What you are asked to do:
Leaving out all pictures, reproduce the entries below exactly, from the first line through the line that contains "box: [20, 270, 56, 293]".

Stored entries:

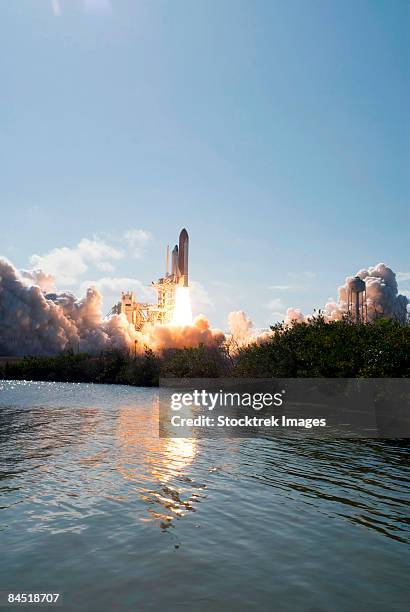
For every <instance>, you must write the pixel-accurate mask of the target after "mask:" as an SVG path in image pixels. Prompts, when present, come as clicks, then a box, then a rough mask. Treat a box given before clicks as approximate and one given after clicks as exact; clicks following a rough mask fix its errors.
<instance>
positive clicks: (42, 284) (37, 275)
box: [20, 270, 56, 293]
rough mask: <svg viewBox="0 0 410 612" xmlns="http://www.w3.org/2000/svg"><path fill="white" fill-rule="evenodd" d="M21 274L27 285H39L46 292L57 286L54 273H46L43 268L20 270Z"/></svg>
mask: <svg viewBox="0 0 410 612" xmlns="http://www.w3.org/2000/svg"><path fill="white" fill-rule="evenodd" d="M20 276H21V277H22V278H23V279H24V280H25V281H26V283H27V285H37V287H40V289H41V291H44V292H45V293H51V292H52V291H55V288H56V287H55V282H54V276H53V275H52V274H46V273H45V272H43V271H42V270H20Z"/></svg>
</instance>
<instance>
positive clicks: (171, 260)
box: [167, 228, 189, 287]
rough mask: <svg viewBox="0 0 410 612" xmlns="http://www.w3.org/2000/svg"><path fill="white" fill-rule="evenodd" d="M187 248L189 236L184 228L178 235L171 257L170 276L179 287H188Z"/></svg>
mask: <svg viewBox="0 0 410 612" xmlns="http://www.w3.org/2000/svg"><path fill="white" fill-rule="evenodd" d="M188 248H189V236H188V232H187V231H186V229H185V228H184V229H183V230H182V231H181V233H180V234H179V244H176V245H175V246H174V248H173V249H172V255H171V276H172V277H173V279H174V282H175V283H176V284H178V285H181V287H188ZM167 259H168V255H167Z"/></svg>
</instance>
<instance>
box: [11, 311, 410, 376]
mask: <svg viewBox="0 0 410 612" xmlns="http://www.w3.org/2000/svg"><path fill="white" fill-rule="evenodd" d="M271 330H272V337H271V338H270V339H269V340H267V341H265V342H263V343H261V344H257V343H253V344H248V345H247V346H242V347H240V346H238V344H237V343H236V342H235V339H232V340H231V341H230V343H228V344H225V345H223V346H220V347H206V346H204V345H201V346H199V347H197V348H185V349H167V350H165V351H163V352H162V353H161V354H156V353H154V352H153V351H152V350H151V349H149V348H148V347H146V348H145V350H144V352H143V353H142V354H141V355H135V356H134V355H132V354H129V353H126V352H123V351H120V350H111V351H107V352H104V353H101V354H100V355H90V354H87V353H74V352H73V351H67V352H63V353H60V354H58V355H56V356H26V357H3V358H0V379H2V380H35V381H55V382H88V383H103V384H124V385H133V386H147V387H152V386H157V385H158V382H159V378H160V377H163V378H167V377H172V378H219V377H241V378H276V377H277V378H322V377H325V378H385V377H391V378H403V377H405V378H407V377H409V376H410V360H409V355H410V326H409V324H408V323H407V324H400V323H397V322H395V321H392V320H387V319H380V320H378V321H376V322H374V323H352V322H350V321H348V320H344V321H334V322H331V323H327V322H325V321H324V320H323V319H322V318H321V317H318V318H316V319H314V320H313V321H312V322H310V323H294V324H293V325H292V326H290V327H284V325H283V324H278V325H275V326H272V327H271Z"/></svg>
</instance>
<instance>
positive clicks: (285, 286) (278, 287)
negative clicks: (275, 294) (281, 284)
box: [269, 285, 293, 291]
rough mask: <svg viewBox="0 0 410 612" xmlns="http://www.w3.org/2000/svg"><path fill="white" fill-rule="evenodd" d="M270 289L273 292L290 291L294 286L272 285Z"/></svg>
mask: <svg viewBox="0 0 410 612" xmlns="http://www.w3.org/2000/svg"><path fill="white" fill-rule="evenodd" d="M269 289H272V290H273V291H288V290H289V289H293V287H292V285H271V286H270V287H269Z"/></svg>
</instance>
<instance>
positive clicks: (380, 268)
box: [285, 263, 409, 324]
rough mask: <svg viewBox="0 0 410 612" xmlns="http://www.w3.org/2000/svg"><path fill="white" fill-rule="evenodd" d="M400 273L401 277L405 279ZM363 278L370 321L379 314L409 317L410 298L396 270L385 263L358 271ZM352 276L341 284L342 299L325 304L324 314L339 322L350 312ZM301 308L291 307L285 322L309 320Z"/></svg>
mask: <svg viewBox="0 0 410 612" xmlns="http://www.w3.org/2000/svg"><path fill="white" fill-rule="evenodd" d="M405 275H406V273H404V274H403V273H401V280H405V278H403V276H405ZM356 276H358V277H359V278H361V279H362V280H364V282H365V284H366V305H367V320H368V321H374V320H376V319H378V318H380V317H386V318H390V319H396V320H397V321H400V322H404V321H405V320H406V316H407V307H408V304H409V300H408V299H407V297H406V296H405V295H401V294H399V292H398V287H397V279H396V274H395V272H394V271H393V270H392V269H391V268H389V267H388V266H386V264H384V263H379V264H377V265H376V266H371V267H369V268H366V269H362V270H359V272H358V273H357V274H356ZM352 278H353V277H347V278H346V281H345V284H344V285H342V286H341V287H339V290H338V293H339V299H338V300H337V301H333V300H329V301H328V302H327V304H326V305H325V307H324V316H325V318H326V319H327V320H329V321H337V320H340V319H342V318H343V316H344V315H345V314H346V313H347V312H348V307H347V287H348V283H349V281H351V280H352ZM309 318H310V317H309V316H308V317H305V316H304V315H303V314H302V313H301V312H300V311H298V310H295V309H293V308H289V309H288V311H287V315H286V320H285V323H286V324H289V323H291V322H292V321H294V320H297V321H307V320H309Z"/></svg>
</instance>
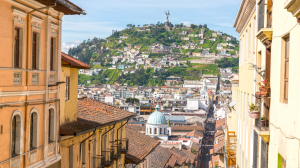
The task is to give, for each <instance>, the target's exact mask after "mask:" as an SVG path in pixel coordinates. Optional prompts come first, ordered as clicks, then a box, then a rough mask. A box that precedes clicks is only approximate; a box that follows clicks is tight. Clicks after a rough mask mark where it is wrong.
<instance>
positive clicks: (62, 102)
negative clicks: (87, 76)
mask: <svg viewBox="0 0 300 168" xmlns="http://www.w3.org/2000/svg"><path fill="white" fill-rule="evenodd" d="M61 58H62V60H61V70H62V71H61V81H64V82H65V83H64V84H62V85H61V86H62V87H61V90H60V94H61V95H60V96H61V97H62V98H63V97H64V100H62V101H60V108H61V110H60V142H59V146H60V154H61V156H62V157H61V167H69V168H73V167H74V168H75V167H76V168H77V167H78V168H80V167H86V168H87V167H91V168H92V167H114V168H123V167H124V165H125V153H126V152H127V149H128V142H127V140H126V132H125V128H126V124H127V122H128V120H129V119H130V118H131V117H133V116H135V114H133V113H130V112H127V111H124V110H121V109H119V108H118V107H115V106H110V105H107V104H104V103H101V102H98V101H95V100H91V99H88V98H79V99H78V69H89V68H90V66H89V65H87V64H85V63H83V62H80V61H79V60H76V59H74V58H73V57H71V56H69V55H67V54H64V53H62V55H61Z"/></svg>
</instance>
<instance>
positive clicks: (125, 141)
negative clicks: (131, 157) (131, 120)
mask: <svg viewBox="0 0 300 168" xmlns="http://www.w3.org/2000/svg"><path fill="white" fill-rule="evenodd" d="M127 151H128V139H126V140H125V139H124V140H122V141H121V152H122V153H124V152H125V153H126V152H127Z"/></svg>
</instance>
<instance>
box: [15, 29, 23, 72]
mask: <svg viewBox="0 0 300 168" xmlns="http://www.w3.org/2000/svg"><path fill="white" fill-rule="evenodd" d="M14 36H15V37H14V43H15V44H14V68H21V47H20V46H21V45H20V43H21V40H20V39H21V29H20V28H15V35H14Z"/></svg>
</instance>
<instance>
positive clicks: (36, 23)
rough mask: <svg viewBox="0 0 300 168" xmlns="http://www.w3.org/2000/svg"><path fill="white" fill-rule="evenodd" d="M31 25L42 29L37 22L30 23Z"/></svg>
mask: <svg viewBox="0 0 300 168" xmlns="http://www.w3.org/2000/svg"><path fill="white" fill-rule="evenodd" d="M31 25H32V26H33V27H34V28H37V29H42V27H41V25H39V24H38V23H37V22H33V23H31Z"/></svg>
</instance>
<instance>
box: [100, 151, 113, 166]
mask: <svg viewBox="0 0 300 168" xmlns="http://www.w3.org/2000/svg"><path fill="white" fill-rule="evenodd" d="M102 152H103V153H105V156H106V157H105V161H104V166H105V167H109V166H111V165H112V164H113V163H114V154H115V151H114V150H111V151H102ZM107 155H108V156H107Z"/></svg>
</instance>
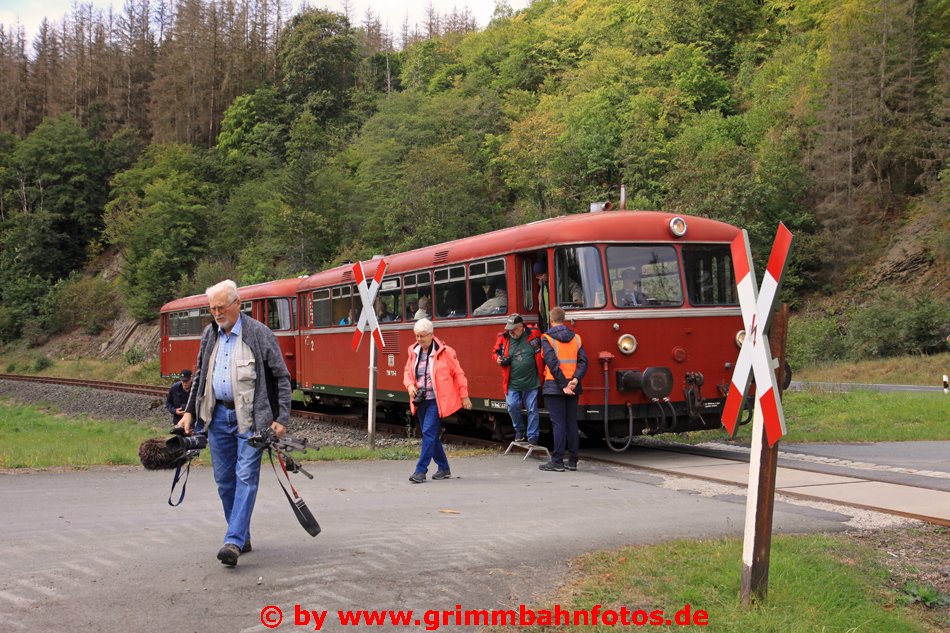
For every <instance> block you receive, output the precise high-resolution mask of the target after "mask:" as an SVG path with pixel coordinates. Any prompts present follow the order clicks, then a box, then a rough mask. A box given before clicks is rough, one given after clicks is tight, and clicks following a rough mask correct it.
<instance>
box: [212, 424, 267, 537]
mask: <svg viewBox="0 0 950 633" xmlns="http://www.w3.org/2000/svg"><path fill="white" fill-rule="evenodd" d="M251 435H252V431H251V430H248V432H247V433H238V430H237V415H235V413H234V410H233V409H226V408H224V407H222V406H221V405H216V406H215V408H214V415H212V416H211V424H210V426H209V427H208V445H209V446H210V448H211V459H212V461H213V462H214V480H215V482H216V483H217V484H218V496H219V497H220V498H221V504H222V505H223V506H224V519H225V520H226V521H227V522H228V531H227V533H226V534H225V535H224V542H225V543H233V544H234V545H237V546H238V547H239V548H241V547H244V544H245V543H246V542H247V541H249V540H250V539H251V513H252V512H254V501H255V500H256V499H257V485H258V482H259V481H260V478H261V455H262V453H263V451H261V450H260V449H257V448H254V447H253V446H250V445H249V444H248V443H247V438H249V437H250V436H251Z"/></svg>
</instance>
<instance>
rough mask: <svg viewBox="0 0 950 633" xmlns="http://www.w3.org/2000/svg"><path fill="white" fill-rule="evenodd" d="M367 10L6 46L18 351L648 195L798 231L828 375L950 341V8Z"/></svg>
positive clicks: (293, 15)
mask: <svg viewBox="0 0 950 633" xmlns="http://www.w3.org/2000/svg"><path fill="white" fill-rule="evenodd" d="M345 6H347V5H345ZM348 13H349V10H348V9H345V10H344V12H343V13H334V12H330V11H326V10H323V9H311V8H305V9H303V10H302V11H301V12H300V13H297V14H293V15H292V14H291V11H290V9H289V2H287V1H286V0H240V1H237V0H172V1H169V0H157V1H156V0H126V3H125V6H124V8H123V10H122V12H121V13H119V14H114V13H112V12H106V13H103V12H99V11H96V10H94V9H93V8H92V7H91V6H90V5H83V4H81V3H80V4H77V5H75V7H74V10H73V12H72V13H71V14H70V15H67V16H64V17H63V19H62V21H61V22H51V21H47V22H44V23H43V25H42V26H41V28H40V30H39V33H38V34H37V35H36V36H35V38H33V40H32V42H30V43H29V44H28V43H27V41H26V37H25V35H24V33H23V31H22V29H19V28H16V27H14V28H9V27H0V94H2V95H3V99H2V100H0V341H4V340H6V341H10V340H14V339H17V338H19V337H23V338H24V339H25V340H27V341H32V342H38V341H41V340H43V339H44V338H45V337H48V336H49V335H50V334H53V333H56V332H61V331H64V330H68V329H69V328H72V327H77V326H81V327H83V328H85V329H86V330H87V331H90V332H95V331H97V330H98V329H101V328H102V327H104V326H105V325H107V324H108V322H109V321H110V320H111V319H112V318H113V317H114V316H115V315H116V314H117V311H119V310H120V309H124V310H125V311H127V312H128V313H129V314H131V315H133V316H134V317H136V318H139V319H148V318H152V317H154V316H155V314H156V312H157V310H158V308H159V307H160V306H161V305H162V303H164V302H165V301H167V300H168V299H169V298H172V297H174V296H178V295H181V294H190V293H193V292H200V291H201V290H203V289H204V287H205V286H207V285H209V284H210V283H213V282H215V281H217V280H219V279H221V278H223V277H226V276H227V277H232V278H234V279H235V280H237V281H238V282H239V283H241V284H248V283H254V282H257V281H262V280H266V279H273V278H280V277H287V276H292V275H298V274H306V273H312V272H314V271H316V270H319V269H321V268H323V267H326V266H329V265H334V264H337V263H339V262H341V261H343V260H346V259H356V258H360V257H368V256H371V255H373V254H384V253H390V252H397V251H401V250H405V249H409V248H414V247H418V246H423V245H427V244H433V243H437V242H441V241H445V240H450V239H454V238H458V237H462V236H466V235H472V234H476V233H481V232H484V231H488V230H492V229H496V228H501V227H504V226H510V225H513V224H519V223H524V222H528V221H532V220H536V219H539V218H544V217H552V216H557V215H562V214H566V213H580V212H585V211H586V209H587V207H588V205H589V203H590V202H592V201H595V200H608V199H614V200H616V198H617V196H618V190H619V185H620V184H621V183H623V184H625V185H626V187H627V191H628V206H630V207H632V208H642V209H667V210H676V211H680V212H684V213H689V214H695V215H703V216H707V217H712V218H716V219H720V220H724V221H727V222H730V223H733V224H736V225H739V226H742V227H745V228H747V229H749V232H750V235H751V236H752V239H753V252H754V253H756V255H757V256H761V257H764V256H765V255H766V254H767V252H768V249H769V246H770V243H771V237H772V236H773V235H774V231H775V227H776V225H777V223H778V222H779V221H783V222H785V224H786V225H788V226H789V228H790V229H791V230H792V231H793V232H794V233H795V234H796V237H797V243H796V247H795V250H794V261H793V263H792V265H791V268H790V271H789V273H788V277H787V283H786V287H785V290H784V292H785V295H786V298H787V299H788V300H789V301H791V302H792V303H793V305H794V306H795V307H796V308H797V309H798V310H799V311H800V314H802V315H803V318H802V320H801V322H802V324H803V325H802V326H800V327H799V328H798V330H797V331H798V333H799V334H798V339H797V340H798V342H799V343H800V344H799V345H798V347H797V349H798V351H797V352H796V353H797V354H798V358H799V359H800V360H801V361H804V362H811V361H818V360H823V359H833V358H840V357H847V356H859V357H860V356H875V355H888V354H896V353H908V352H915V353H921V352H932V351H938V350H941V349H943V348H944V345H945V340H944V339H945V338H946V336H947V334H950V331H948V328H950V307H948V298H950V287H948V286H950V281H948V275H947V273H946V265H947V264H948V263H950V189H948V180H950V164H948V162H947V158H948V154H950V40H948V38H947V33H950V0H803V1H798V2H792V1H790V0H534V1H533V2H532V3H531V4H530V6H529V7H528V8H527V9H525V10H523V11H519V12H514V11H513V10H512V9H511V7H510V5H508V4H507V3H506V2H504V0H501V1H499V2H498V3H497V4H496V8H495V15H494V18H493V19H492V21H491V23H490V24H489V25H488V26H487V27H486V28H485V29H484V30H478V29H477V28H476V25H475V23H474V20H473V19H472V17H471V16H470V15H469V14H468V12H467V11H461V12H459V11H453V12H452V13H451V14H449V15H440V14H439V13H438V12H437V11H435V10H434V9H432V8H431V7H430V9H429V11H428V12H427V15H426V19H425V23H424V24H423V25H422V26H419V25H413V26H412V27H410V25H409V24H408V23H404V24H403V25H402V27H401V29H400V32H399V33H397V34H393V33H389V32H387V30H386V29H384V28H383V27H382V25H381V23H380V20H379V17H378V16H376V15H374V14H373V13H372V11H368V12H367V13H366V14H365V15H363V16H354V15H348ZM112 267H116V269H117V274H115V275H110V274H108V273H109V272H110V270H111V268H112ZM103 269H105V270H103ZM102 272H105V273H106V274H97V273H102ZM869 288H874V289H877V291H876V292H875V293H874V294H873V296H872V297H870V298H867V297H866V295H867V290H868V289H869ZM828 296H834V297H836V299H835V300H833V301H832V302H831V303H828V302H827V301H823V299H822V298H825V297H828Z"/></svg>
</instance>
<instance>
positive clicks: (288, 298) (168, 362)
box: [160, 278, 301, 384]
mask: <svg viewBox="0 0 950 633" xmlns="http://www.w3.org/2000/svg"><path fill="white" fill-rule="evenodd" d="M300 281H301V280H300V279H299V278H294V279H281V280H279V281H268V282H265V283H260V284H254V285H252V286H244V287H241V288H238V294H239V295H240V297H241V311H242V312H244V313H245V314H248V315H250V316H252V317H254V318H255V319H257V320H258V321H260V322H262V323H264V324H266V325H268V326H269V327H270V328H271V330H273V331H274V334H275V335H276V336H277V342H278V344H279V345H280V349H281V353H282V354H283V357H284V362H285V363H286V364H287V369H288V370H289V371H290V377H291V380H292V381H294V384H296V380H297V359H296V354H297V332H298V324H297V296H296V293H297V286H298V285H299V284H300ZM160 319H161V321H160V323H161V325H160V327H161V345H162V347H161V354H160V358H161V360H160V369H161V373H162V375H163V376H170V375H173V374H177V373H178V372H180V371H181V370H182V369H185V368H188V369H191V370H192V371H194V370H195V369H196V367H195V361H196V360H197V358H198V346H199V344H200V342H201V332H202V331H204V328H205V326H206V325H208V324H209V323H211V322H212V319H211V313H210V312H209V311H208V298H207V297H206V296H205V295H203V294H201V295H193V296H191V297H185V298H183V299H176V300H174V301H170V302H168V303H166V304H165V305H163V306H162V309H161V311H160Z"/></svg>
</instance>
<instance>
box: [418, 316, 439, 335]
mask: <svg viewBox="0 0 950 633" xmlns="http://www.w3.org/2000/svg"><path fill="white" fill-rule="evenodd" d="M434 329H435V328H433V327H432V321H430V320H429V319H419V320H418V321H416V324H415V325H414V326H412V331H413V332H415V333H416V334H432V331H433V330H434Z"/></svg>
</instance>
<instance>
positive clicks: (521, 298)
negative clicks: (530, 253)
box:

Task solution:
For every <instance>, you must write the pixel-accurate mask of the target after "mask:" as an SVG path in image pixels. Prompts, when present, come as clicks, then a box, then a rough mask. Treat a box given before clicks as approximate and one given after clicks as exact; clicks following a rough mask fix its errors.
<instance>
positive clicks: (42, 284) (37, 275)
box: [20, 270, 56, 293]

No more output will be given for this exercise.